● **ENTRIES**:

•••••

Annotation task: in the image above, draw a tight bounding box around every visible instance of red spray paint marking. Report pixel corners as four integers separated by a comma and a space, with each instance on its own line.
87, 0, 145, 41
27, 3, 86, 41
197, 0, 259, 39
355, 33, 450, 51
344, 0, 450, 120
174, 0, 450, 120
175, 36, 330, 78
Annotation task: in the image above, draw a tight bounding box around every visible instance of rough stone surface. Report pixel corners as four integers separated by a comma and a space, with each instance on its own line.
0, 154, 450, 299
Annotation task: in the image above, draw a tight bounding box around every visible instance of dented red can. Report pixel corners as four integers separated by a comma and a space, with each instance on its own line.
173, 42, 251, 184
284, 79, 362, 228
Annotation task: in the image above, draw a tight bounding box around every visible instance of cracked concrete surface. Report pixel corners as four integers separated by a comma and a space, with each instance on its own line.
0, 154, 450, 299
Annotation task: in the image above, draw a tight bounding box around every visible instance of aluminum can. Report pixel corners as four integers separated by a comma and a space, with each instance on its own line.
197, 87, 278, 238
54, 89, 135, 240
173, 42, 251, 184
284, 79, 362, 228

•••••

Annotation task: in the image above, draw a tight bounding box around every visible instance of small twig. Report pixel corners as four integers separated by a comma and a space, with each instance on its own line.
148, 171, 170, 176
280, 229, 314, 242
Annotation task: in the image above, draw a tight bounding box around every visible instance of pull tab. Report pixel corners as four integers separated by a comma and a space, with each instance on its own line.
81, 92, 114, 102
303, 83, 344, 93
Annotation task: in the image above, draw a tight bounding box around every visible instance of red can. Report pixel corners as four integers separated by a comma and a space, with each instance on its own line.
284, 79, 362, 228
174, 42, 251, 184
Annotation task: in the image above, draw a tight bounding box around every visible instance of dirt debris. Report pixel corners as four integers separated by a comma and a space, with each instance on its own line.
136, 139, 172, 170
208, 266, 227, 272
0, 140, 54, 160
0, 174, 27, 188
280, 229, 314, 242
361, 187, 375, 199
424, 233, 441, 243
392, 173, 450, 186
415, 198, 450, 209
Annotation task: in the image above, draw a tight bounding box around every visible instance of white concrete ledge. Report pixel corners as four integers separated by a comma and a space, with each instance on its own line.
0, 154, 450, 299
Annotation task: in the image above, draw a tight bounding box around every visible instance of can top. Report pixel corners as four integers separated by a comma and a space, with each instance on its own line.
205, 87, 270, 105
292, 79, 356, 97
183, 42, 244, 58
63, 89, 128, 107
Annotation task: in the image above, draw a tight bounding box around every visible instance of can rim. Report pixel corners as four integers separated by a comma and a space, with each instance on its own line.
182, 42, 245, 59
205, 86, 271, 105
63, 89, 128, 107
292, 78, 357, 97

•••••

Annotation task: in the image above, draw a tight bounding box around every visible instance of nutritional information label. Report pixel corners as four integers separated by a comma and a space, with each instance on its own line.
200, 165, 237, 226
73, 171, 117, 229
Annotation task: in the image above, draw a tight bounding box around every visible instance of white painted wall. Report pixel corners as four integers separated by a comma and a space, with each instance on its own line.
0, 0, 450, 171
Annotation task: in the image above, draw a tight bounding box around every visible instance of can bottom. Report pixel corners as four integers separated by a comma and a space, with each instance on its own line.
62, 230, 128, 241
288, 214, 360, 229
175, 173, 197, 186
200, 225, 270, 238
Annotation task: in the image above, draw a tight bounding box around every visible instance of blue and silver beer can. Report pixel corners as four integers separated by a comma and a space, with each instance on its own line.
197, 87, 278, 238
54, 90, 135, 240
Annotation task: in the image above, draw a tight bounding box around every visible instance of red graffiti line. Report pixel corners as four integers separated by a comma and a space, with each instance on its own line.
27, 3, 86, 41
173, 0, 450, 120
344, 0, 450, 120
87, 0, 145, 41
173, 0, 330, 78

•••••

● **JOB**: Copy every row unchanged, from the one containing "of red spray" down to the one containing "355, 33, 450, 51", including both of those rows.

● **RESULT FOR THIS TASK**:
Annotation task: in the image above, draw a tight bounding box around every visible instance of red spray paint marking. Report pixel corners as four integers separated by a comma and a space, with each instance on its own line.
87, 0, 145, 41
27, 3, 86, 41
197, 0, 259, 39
355, 33, 450, 51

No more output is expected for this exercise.